Work required: Copy out, unchanged, every line from the one containing "Please segment every instance of the man in gray" through the last of the rows below, with both ends included.

Entries shown:

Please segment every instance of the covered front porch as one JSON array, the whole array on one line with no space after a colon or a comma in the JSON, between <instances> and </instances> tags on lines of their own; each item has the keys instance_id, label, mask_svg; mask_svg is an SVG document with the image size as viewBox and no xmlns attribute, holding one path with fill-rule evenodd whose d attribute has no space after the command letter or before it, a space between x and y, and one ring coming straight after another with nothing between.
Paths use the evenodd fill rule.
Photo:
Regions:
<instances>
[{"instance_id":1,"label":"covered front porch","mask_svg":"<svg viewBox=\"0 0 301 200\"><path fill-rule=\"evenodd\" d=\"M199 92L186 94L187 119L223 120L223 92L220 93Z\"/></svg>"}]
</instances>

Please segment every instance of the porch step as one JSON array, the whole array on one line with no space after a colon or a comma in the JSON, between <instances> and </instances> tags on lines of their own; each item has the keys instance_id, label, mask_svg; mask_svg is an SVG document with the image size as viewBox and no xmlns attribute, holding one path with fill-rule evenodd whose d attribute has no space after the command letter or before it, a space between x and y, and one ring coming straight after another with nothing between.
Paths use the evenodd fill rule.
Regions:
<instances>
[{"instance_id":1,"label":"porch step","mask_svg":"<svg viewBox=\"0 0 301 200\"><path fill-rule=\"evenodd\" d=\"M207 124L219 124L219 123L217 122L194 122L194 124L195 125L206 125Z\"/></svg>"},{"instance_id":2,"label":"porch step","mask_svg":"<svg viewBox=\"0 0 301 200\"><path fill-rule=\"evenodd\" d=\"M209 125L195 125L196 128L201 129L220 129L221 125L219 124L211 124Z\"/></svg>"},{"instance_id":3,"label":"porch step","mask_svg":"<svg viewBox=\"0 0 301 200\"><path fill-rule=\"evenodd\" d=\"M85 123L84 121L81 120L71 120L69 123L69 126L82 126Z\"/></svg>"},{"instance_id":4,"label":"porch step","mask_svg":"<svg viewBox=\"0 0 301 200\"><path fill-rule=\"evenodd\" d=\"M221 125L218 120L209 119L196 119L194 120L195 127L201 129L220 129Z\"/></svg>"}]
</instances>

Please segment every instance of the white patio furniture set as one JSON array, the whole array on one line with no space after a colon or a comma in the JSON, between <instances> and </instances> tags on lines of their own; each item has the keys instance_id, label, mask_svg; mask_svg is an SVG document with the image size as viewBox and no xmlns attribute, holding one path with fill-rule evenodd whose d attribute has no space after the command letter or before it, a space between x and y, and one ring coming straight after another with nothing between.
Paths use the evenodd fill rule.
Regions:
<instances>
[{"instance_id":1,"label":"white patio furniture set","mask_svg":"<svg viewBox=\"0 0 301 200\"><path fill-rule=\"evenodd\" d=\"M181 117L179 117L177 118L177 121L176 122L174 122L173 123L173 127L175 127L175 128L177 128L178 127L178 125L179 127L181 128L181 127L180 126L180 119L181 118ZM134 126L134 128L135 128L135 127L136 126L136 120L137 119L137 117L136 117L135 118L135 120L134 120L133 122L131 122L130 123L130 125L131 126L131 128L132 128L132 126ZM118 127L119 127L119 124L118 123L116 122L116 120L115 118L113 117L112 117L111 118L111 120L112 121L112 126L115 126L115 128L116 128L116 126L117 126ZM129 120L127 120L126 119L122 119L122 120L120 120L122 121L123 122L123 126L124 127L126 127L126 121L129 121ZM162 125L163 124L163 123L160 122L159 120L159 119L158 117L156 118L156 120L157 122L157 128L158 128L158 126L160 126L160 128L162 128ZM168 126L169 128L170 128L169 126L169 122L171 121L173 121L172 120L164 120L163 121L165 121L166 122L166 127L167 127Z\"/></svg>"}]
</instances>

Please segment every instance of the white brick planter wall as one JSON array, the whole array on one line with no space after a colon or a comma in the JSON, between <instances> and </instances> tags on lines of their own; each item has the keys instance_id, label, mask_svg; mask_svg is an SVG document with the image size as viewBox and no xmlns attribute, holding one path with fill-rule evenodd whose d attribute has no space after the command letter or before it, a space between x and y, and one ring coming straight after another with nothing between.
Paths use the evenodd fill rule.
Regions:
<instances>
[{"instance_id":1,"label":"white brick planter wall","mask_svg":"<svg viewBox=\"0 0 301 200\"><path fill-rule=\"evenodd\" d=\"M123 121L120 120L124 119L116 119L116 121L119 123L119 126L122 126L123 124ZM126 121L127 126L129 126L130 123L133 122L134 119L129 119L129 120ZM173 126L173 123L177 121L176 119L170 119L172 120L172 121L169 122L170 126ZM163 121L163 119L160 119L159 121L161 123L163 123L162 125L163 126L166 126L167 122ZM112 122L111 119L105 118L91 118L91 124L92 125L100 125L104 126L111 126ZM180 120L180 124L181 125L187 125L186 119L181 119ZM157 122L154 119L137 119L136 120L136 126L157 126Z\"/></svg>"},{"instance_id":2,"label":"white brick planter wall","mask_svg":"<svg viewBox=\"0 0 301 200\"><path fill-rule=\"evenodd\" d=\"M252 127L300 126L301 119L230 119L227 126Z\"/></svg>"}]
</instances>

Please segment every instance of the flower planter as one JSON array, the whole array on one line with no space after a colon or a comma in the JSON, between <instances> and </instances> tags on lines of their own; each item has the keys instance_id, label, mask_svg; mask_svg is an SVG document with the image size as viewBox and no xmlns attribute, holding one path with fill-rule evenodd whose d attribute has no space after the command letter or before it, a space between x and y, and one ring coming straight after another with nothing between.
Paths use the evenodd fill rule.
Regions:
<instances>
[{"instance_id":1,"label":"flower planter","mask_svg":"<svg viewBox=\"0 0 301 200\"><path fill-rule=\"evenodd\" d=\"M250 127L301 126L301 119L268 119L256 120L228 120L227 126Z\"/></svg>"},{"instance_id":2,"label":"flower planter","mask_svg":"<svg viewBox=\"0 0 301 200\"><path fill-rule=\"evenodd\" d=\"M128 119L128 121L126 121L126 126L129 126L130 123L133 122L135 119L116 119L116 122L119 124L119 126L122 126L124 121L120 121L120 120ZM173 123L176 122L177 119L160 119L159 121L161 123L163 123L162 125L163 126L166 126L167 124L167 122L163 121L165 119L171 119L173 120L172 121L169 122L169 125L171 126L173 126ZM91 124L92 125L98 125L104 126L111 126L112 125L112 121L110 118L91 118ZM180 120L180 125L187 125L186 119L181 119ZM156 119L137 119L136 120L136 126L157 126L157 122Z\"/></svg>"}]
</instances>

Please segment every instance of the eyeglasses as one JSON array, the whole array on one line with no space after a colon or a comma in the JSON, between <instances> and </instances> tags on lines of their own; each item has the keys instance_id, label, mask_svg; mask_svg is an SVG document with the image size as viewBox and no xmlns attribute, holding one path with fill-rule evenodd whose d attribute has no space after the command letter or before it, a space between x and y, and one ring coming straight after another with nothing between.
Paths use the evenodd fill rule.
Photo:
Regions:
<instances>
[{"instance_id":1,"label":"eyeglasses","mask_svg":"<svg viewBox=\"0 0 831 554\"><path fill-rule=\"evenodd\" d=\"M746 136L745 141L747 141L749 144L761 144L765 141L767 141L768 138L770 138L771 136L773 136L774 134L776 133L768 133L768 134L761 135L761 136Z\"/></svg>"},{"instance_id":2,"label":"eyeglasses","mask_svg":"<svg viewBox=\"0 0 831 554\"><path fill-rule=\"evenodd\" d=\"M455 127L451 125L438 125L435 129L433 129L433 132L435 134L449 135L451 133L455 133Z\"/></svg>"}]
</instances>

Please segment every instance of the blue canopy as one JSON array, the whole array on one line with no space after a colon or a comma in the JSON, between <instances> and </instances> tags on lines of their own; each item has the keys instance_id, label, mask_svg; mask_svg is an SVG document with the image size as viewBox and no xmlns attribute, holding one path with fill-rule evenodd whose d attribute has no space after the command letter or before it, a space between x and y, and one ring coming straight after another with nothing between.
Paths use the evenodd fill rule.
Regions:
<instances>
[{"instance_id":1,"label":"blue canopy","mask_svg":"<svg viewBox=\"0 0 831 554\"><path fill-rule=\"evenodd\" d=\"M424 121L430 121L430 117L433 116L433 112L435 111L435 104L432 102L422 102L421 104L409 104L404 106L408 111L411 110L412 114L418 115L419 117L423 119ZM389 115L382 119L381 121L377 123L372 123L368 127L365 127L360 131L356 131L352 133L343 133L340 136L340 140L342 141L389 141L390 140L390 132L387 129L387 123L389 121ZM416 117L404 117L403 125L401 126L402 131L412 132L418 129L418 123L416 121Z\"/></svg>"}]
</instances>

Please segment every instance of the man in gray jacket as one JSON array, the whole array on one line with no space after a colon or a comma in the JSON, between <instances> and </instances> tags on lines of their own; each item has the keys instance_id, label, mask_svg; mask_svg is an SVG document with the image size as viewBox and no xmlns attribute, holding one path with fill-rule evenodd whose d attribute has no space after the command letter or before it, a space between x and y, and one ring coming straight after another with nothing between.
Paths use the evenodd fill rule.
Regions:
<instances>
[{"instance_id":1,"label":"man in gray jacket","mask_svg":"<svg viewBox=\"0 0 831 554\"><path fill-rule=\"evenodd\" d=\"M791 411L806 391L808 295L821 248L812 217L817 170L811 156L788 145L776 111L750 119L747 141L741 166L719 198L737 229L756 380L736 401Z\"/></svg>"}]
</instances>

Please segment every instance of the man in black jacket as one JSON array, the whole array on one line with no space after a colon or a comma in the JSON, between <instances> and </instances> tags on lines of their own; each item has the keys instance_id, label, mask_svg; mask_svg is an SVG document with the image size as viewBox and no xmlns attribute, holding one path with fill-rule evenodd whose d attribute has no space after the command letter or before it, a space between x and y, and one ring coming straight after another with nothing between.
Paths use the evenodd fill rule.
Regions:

Exercise answer:
Please segment every instance of the man in gray jacket as one JSON array, the whole array on one line with no space after a colon or a comma in the JSON, between <instances> and </instances> tags on lines of their own; each item has the keys instance_id, label, mask_svg; mask_svg is an SVG document with the image size as viewBox and no xmlns attribute, holding one path with fill-rule evenodd whose d attribute has no space after the command letter or before it, a space between x and y, and one ring coming straight after another with nothing between.
Paths use the evenodd fill rule.
Regions:
<instances>
[{"instance_id":1,"label":"man in gray jacket","mask_svg":"<svg viewBox=\"0 0 831 554\"><path fill-rule=\"evenodd\" d=\"M791 411L806 391L808 295L821 248L812 217L817 170L811 156L788 145L776 111L750 119L747 141L741 166L719 198L737 229L756 380L736 401Z\"/></svg>"}]
</instances>

Please segment every instance of the man in black jacket as one JSON array, the whole array on one line with no space after a colon or a comma in the JSON, between <instances> and </instances> tags on lines of their own; each item has the keys instance_id, label, mask_svg; mask_svg is an SVG document with the image size as viewBox and no xmlns attribute, holding one path with fill-rule evenodd whose d attribute has no space after the command letter or before it, a space between x and y, and one ring coming straight after another with nothing between.
Paths use the evenodd fill rule.
Regions:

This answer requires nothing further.